Required action: Here are some entries. Repeat all of them exactly.

Supplied information:
════════

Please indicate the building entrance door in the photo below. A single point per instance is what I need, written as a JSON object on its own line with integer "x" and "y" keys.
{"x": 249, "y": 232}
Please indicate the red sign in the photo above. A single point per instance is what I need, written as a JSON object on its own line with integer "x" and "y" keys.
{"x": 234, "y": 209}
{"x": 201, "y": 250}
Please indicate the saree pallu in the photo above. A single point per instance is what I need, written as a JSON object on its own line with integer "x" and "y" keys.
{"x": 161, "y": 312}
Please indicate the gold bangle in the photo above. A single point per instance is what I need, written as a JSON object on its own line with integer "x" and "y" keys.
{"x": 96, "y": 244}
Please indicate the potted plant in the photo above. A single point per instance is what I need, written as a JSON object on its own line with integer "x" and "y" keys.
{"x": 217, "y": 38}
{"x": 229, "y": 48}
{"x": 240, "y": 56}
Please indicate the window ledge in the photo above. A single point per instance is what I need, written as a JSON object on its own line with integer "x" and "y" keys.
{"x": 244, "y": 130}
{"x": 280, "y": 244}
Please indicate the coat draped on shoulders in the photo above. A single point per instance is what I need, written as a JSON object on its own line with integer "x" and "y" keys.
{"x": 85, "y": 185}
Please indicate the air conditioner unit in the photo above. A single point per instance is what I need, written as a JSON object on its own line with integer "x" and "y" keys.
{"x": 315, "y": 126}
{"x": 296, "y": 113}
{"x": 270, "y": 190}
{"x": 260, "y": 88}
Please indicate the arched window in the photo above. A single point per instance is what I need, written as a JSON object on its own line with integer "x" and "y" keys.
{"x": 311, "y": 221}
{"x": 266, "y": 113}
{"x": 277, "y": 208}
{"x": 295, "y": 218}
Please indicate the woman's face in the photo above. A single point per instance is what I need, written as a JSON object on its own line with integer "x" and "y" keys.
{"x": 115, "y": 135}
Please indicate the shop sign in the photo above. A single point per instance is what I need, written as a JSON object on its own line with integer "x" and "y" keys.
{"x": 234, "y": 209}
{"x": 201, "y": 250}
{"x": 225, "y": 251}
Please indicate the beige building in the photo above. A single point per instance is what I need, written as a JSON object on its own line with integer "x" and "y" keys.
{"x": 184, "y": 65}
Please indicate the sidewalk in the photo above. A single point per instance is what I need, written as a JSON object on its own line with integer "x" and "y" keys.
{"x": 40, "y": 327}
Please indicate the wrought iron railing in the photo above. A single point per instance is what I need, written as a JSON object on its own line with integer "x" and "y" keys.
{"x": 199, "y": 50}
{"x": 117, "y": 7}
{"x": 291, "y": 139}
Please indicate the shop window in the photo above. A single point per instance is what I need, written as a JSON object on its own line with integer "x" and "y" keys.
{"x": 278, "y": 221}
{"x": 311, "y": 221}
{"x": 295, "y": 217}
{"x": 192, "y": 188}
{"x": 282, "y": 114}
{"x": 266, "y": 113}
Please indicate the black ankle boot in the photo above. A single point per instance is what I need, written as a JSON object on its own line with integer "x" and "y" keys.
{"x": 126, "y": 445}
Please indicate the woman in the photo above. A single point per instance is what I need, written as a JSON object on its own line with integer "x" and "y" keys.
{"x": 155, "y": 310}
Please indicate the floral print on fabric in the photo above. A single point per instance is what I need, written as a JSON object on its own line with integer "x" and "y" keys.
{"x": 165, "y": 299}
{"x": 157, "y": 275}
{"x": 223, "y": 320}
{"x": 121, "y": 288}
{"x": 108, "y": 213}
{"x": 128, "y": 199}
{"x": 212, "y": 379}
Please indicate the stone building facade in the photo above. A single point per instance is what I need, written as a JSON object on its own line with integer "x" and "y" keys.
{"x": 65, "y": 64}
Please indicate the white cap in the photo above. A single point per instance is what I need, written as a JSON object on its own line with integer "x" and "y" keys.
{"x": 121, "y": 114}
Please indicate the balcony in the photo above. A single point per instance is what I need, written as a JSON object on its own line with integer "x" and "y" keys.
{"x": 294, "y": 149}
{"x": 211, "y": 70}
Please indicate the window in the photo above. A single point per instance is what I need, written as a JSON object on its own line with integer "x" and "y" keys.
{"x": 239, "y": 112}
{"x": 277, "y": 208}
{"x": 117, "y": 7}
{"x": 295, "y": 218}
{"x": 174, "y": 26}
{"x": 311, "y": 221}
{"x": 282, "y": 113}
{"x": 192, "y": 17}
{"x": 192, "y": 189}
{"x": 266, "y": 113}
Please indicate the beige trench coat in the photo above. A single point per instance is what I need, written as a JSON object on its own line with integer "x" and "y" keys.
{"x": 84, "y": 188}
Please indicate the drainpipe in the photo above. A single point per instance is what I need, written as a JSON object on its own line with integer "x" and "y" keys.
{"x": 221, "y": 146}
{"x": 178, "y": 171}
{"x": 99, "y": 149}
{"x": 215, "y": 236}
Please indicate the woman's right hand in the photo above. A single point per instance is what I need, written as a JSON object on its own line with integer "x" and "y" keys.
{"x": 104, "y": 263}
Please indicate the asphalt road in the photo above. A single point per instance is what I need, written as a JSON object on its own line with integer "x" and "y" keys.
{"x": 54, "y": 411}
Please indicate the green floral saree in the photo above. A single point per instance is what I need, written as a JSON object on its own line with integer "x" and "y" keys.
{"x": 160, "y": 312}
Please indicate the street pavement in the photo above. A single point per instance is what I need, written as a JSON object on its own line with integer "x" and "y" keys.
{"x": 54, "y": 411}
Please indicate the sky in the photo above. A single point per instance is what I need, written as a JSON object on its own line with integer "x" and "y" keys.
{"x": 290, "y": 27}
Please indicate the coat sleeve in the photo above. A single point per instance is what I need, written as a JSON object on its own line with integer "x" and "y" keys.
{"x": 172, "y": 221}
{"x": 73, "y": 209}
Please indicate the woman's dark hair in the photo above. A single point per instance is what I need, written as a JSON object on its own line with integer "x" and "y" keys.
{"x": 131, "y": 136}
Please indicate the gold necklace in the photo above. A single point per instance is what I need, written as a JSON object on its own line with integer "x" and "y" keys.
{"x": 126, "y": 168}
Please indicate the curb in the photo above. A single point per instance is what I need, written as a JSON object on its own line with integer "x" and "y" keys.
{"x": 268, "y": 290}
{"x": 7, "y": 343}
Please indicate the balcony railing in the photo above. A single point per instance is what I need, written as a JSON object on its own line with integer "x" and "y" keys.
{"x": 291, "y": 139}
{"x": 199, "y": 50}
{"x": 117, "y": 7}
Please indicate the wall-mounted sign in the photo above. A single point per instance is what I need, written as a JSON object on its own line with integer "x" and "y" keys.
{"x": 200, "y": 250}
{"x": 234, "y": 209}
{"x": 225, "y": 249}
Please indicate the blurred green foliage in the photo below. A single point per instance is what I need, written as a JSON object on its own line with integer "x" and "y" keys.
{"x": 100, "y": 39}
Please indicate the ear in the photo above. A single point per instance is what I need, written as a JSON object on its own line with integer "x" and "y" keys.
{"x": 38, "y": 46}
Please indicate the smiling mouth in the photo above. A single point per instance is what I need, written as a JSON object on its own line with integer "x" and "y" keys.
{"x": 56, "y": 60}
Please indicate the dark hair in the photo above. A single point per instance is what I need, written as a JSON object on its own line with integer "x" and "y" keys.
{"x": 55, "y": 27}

════════

Answer to the problem:
Please indicate the building entrance door in the photo below. A single point per instance is what I need, written as a JSON object on its own line with integer "x" and "y" keys.
{"x": 249, "y": 232}
Please indicate the red sign in the photo above. A single point per instance is what I need, written as a JSON object on its own line with integer "x" and "y" keys.
{"x": 234, "y": 209}
{"x": 201, "y": 250}
Please indicate the saree pallu in the photo above. A single point per instance is what I need, written as a JSON object on its own line with integer "x" and "y" keys.
{"x": 161, "y": 312}
Please indicate the gold bangle in the photo above. A single point per instance is what I need, written as a JSON object on its own line with integer "x" and "y" keys.
{"x": 96, "y": 244}
Please indicate the potted plant in the photo above. A single point per instance is what I need, written as a JSON object on its own line with integer "x" and "y" keys.
{"x": 217, "y": 38}
{"x": 229, "y": 48}
{"x": 240, "y": 56}
Please indicate the window ledge in the photo above. A single point per instance is what I need, written as a JSON object on its own line with integer "x" and "y" keys.
{"x": 244, "y": 130}
{"x": 280, "y": 244}
Please indicate the coat draped on shoulders in the photo above. A single point per instance is what I need, written as a JSON object on its own line with integer "x" and "y" keys.
{"x": 85, "y": 185}
Please indicate the air conditioner unit in the photo above. A single point per instance is what I need, written as a JSON object on its own line with integer "x" and "y" keys.
{"x": 315, "y": 126}
{"x": 296, "y": 113}
{"x": 270, "y": 190}
{"x": 260, "y": 88}
Please indicate the arched window in the photo above. A single point per instance is what I need, written as a JSON object on its own line with integer "x" and "y" keys.
{"x": 311, "y": 221}
{"x": 266, "y": 113}
{"x": 277, "y": 208}
{"x": 295, "y": 218}
Please indicate the woman's face in the photo above. A single point per instance is what I need, written as a JSON object on its own line with integer "x" and "y" keys.
{"x": 115, "y": 135}
Please indicate the shop sign in the photo above. A single point per instance is what I need, written as a JSON object on its own line with integer "x" and "y" keys.
{"x": 234, "y": 209}
{"x": 201, "y": 250}
{"x": 225, "y": 251}
Please indicate the beige building in the photo above. A single point per instance is what I need, written as a JSON object on its own line with integer "x" and "y" keys.
{"x": 184, "y": 65}
Please indicate the sidewalk in the photo above. A single point per instance is what I need, written as a JSON object on its own line with integer "x" and "y" keys.
{"x": 40, "y": 327}
Please indicate the wrought iron railing in the photo above. A single point per instance is what I need, written as a JSON object on its own line with integer "x" and "y" keys.
{"x": 199, "y": 50}
{"x": 117, "y": 7}
{"x": 291, "y": 139}
Please indicate the shop window in the photo above. A single point per instance is what I need, written as a JSON object on its own line with integer "x" and "y" keys.
{"x": 278, "y": 221}
{"x": 311, "y": 221}
{"x": 295, "y": 217}
{"x": 192, "y": 188}
{"x": 282, "y": 114}
{"x": 266, "y": 113}
Please indicate the black ankle boot in the photo above. A single point per instance is what I need, written as a JSON object on its own line with integer "x" and "y" keys.
{"x": 126, "y": 445}
Please indicate the woman in the photo above. A single point per instance is what I need, written as a JSON object on its own line with integer "x" and "y" keys.
{"x": 155, "y": 310}
Please indicate the floral print on fabric in the photo above. A single point per instance is what I need, written as a JSON object on its own line with integer "x" and "y" keys.
{"x": 165, "y": 299}
{"x": 157, "y": 275}
{"x": 223, "y": 320}
{"x": 121, "y": 288}
{"x": 108, "y": 213}
{"x": 128, "y": 199}
{"x": 212, "y": 379}
Please indicate the stone building facade in the photo above. A single point per instance is what I need, written as a JSON object on its own line with integer "x" and "y" keys.
{"x": 65, "y": 64}
Please indicate the white cap in the photo above. A single point per instance is what I need, written as a JSON object on its own line with integer "x" and "y" keys.
{"x": 121, "y": 114}
Please indicate the balcony in the photo above. A single point per instance is what I need, written as a JSON object on its own line with integer "x" and "y" keys.
{"x": 294, "y": 149}
{"x": 211, "y": 70}
Please indicate the window in the photo above. A single point per instance is what I need, written as a JSON object on its own line with integer "x" and "y" keys.
{"x": 239, "y": 112}
{"x": 277, "y": 208}
{"x": 117, "y": 7}
{"x": 295, "y": 218}
{"x": 174, "y": 26}
{"x": 311, "y": 221}
{"x": 282, "y": 113}
{"x": 192, "y": 17}
{"x": 192, "y": 189}
{"x": 266, "y": 113}
Please indicate the beige trench coat in the photo above. A single point per instance is what I need, written as a JSON object on its own line with integer "x" and "y" keys.
{"x": 84, "y": 188}
Please indicate the drainpipe in the photo above. A single point per instance is what I need, written as a JSON object on its own line with integer "x" and "y" keys.
{"x": 221, "y": 146}
{"x": 178, "y": 171}
{"x": 99, "y": 149}
{"x": 215, "y": 236}
Please indicate the woman's right hand in the photo above. A single point per instance is what I need, written as a JSON object on its own line with integer "x" and "y" keys.
{"x": 104, "y": 263}
Please indicate the asphalt road in the photo above. A single point per instance is what I need, written as a JSON object on its own line with integer "x" and "y" keys.
{"x": 54, "y": 411}
Please indicate the green floral saree in the photo above. A single point per instance is what I need, written as a JSON object on its own line with integer "x" and "y" keys.
{"x": 160, "y": 312}
Please indicate the street pavement in the photo above. A single point per instance is what I need, written as a JSON object on its own line with integer "x" and "y" keys.
{"x": 54, "y": 411}
Please indicate the sky in the photo above. A single point per instance is what I need, written as a JSON object on its own line with integer "x" and "y" keys.
{"x": 290, "y": 27}
Please indicate the coat sleeve in the photo above. A single point per instance is what I need, written as a JSON object on its own line with integer "x" and "y" keys.
{"x": 172, "y": 221}
{"x": 73, "y": 209}
Please indicate the woman's dark hair in the photo above. A single point per instance is what I need, written as a JSON object on its own line with integer "x" and "y" keys.
{"x": 131, "y": 136}
Please indicate the gold necklace in the photo above. A single point per instance is what I need, written as a JSON object on its own line with integer "x" and "y" keys.
{"x": 126, "y": 168}
Please indicate the curb in the photo above. A single point per instance is what I need, written as a JSON object on its own line with integer "x" and "y" keys.
{"x": 268, "y": 290}
{"x": 7, "y": 343}
Please indicate the balcony railing in the photo above. A single point per instance is what I need, written as a JSON object on its own line with integer "x" and "y" keys.
{"x": 291, "y": 139}
{"x": 199, "y": 50}
{"x": 117, "y": 7}
Please indicate the wall-mounted sign in the photo above. A single point per instance is what I need, written as a JSON object on its own line with integer "x" and "y" keys.
{"x": 200, "y": 250}
{"x": 234, "y": 209}
{"x": 225, "y": 249}
Please indicate the blurred green foliage in the photo below. A single point per instance is what I need, written as a JSON object on its own line with integer "x" and "y" keys.
{"x": 100, "y": 39}
Please indicate the ear in the photo above. A single point per instance is what I need, written as a JSON object on its own line with integer "x" and "y" keys.
{"x": 38, "y": 46}
Please indicate the smiling mouth in the photo above. A single point per instance is what I need, written as a JSON object on its own line with integer "x" and "y" keys.
{"x": 56, "y": 60}
Please indicate the dark hair in the photo above. A single point per instance is what I need, written as a JSON object on its own line with integer "x" and "y" keys.
{"x": 55, "y": 27}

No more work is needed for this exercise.